_WHAT IS REQUIRED_: Without copying any picture, return all lines below exactly.

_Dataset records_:
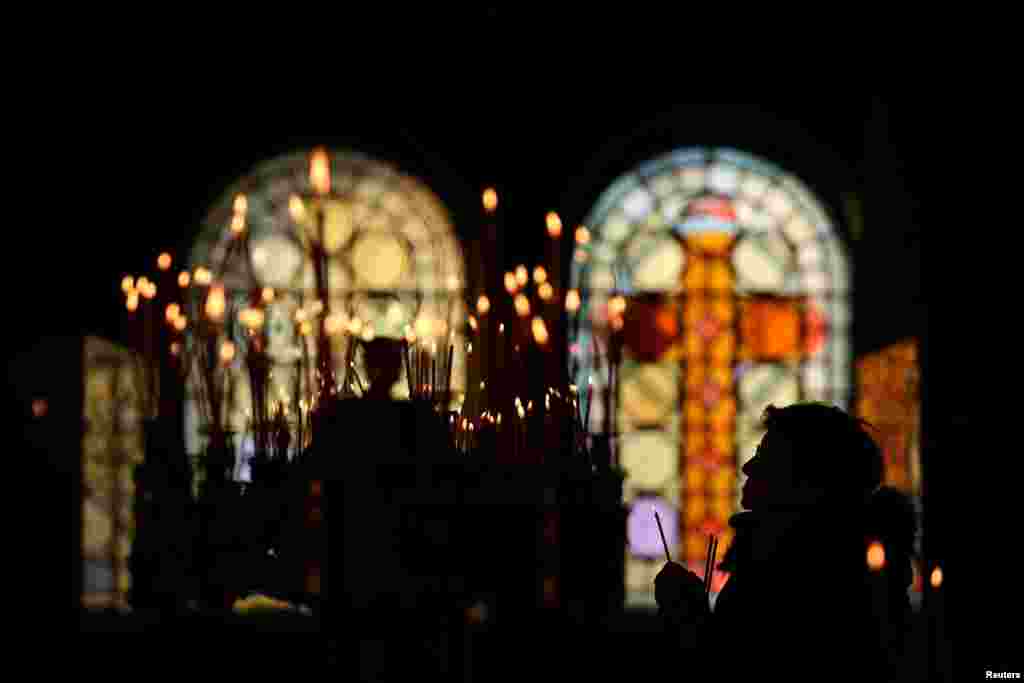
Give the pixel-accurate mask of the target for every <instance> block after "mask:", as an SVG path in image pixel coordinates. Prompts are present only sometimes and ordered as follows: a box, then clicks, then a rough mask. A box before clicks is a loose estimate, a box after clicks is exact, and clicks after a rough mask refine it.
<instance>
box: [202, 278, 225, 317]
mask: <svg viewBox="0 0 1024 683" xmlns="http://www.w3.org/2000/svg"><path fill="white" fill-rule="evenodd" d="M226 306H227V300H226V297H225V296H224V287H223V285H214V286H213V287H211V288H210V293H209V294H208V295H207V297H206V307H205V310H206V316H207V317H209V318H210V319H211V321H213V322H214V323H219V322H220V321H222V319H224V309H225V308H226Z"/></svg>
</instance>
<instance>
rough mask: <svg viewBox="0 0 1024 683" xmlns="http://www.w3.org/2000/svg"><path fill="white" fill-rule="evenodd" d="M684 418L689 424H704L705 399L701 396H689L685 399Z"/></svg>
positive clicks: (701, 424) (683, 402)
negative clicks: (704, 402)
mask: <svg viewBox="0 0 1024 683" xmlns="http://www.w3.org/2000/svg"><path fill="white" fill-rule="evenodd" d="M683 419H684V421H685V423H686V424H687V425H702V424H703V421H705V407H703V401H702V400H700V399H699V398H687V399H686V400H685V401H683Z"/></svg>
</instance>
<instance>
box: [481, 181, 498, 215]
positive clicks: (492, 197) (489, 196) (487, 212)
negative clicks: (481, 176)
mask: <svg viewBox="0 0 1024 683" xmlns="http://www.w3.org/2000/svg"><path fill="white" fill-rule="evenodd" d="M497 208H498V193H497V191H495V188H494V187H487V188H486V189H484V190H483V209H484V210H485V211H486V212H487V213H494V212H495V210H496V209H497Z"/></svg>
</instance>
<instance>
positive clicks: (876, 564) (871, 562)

_ANSWER FOR THE TASK_:
Give the pixel-accurate mask of the target for every <instance> block after "mask:", as an SVG path in image pixel coordinates. Prompts are present only sometimes and ordered as follows: a box, then clicks, then a rough mask. A box before clicks is a loose estimate, a box after clicks is exact, and clicks after a rough mask refine it.
<instance>
box: [202, 278, 225, 317]
mask: <svg viewBox="0 0 1024 683" xmlns="http://www.w3.org/2000/svg"><path fill="white" fill-rule="evenodd" d="M226 306H227V300H226V297H225V296H224V287H223V285H214V286H213V287H211V288H210V293H209V294H208V295H207V297H206V307H205V310H206V316H207V317H209V318H210V319H211V321H213V322H214V323H219V322H220V321H222V319H224V309H225V308H226Z"/></svg>
</instance>
<instance>
rough mask: <svg viewBox="0 0 1024 683" xmlns="http://www.w3.org/2000/svg"><path fill="white" fill-rule="evenodd" d="M684 418L689 424H704L705 399L701 396H689L685 399Z"/></svg>
positive clicks: (701, 424) (683, 402)
negative clicks: (704, 402)
mask: <svg viewBox="0 0 1024 683" xmlns="http://www.w3.org/2000/svg"><path fill="white" fill-rule="evenodd" d="M683 419H684V421H685V423H686V424H687V425H702V424H703V421H705V407H703V401H702V400H700V399H699V398H687V399H686V400H685V401H683Z"/></svg>
</instance>
<instance>
box: [481, 181, 498, 215]
positive clicks: (492, 197) (489, 196) (487, 212)
negative clicks: (481, 176)
mask: <svg viewBox="0 0 1024 683" xmlns="http://www.w3.org/2000/svg"><path fill="white" fill-rule="evenodd" d="M497 208H498V193H497V191H495V188H494V187H487V188H486V189H484V190H483V209H484V210H485V211H486V212H487V213H494V212H495V210H496V209H497Z"/></svg>
</instance>
<instance>
positive clicks: (876, 564) (871, 562)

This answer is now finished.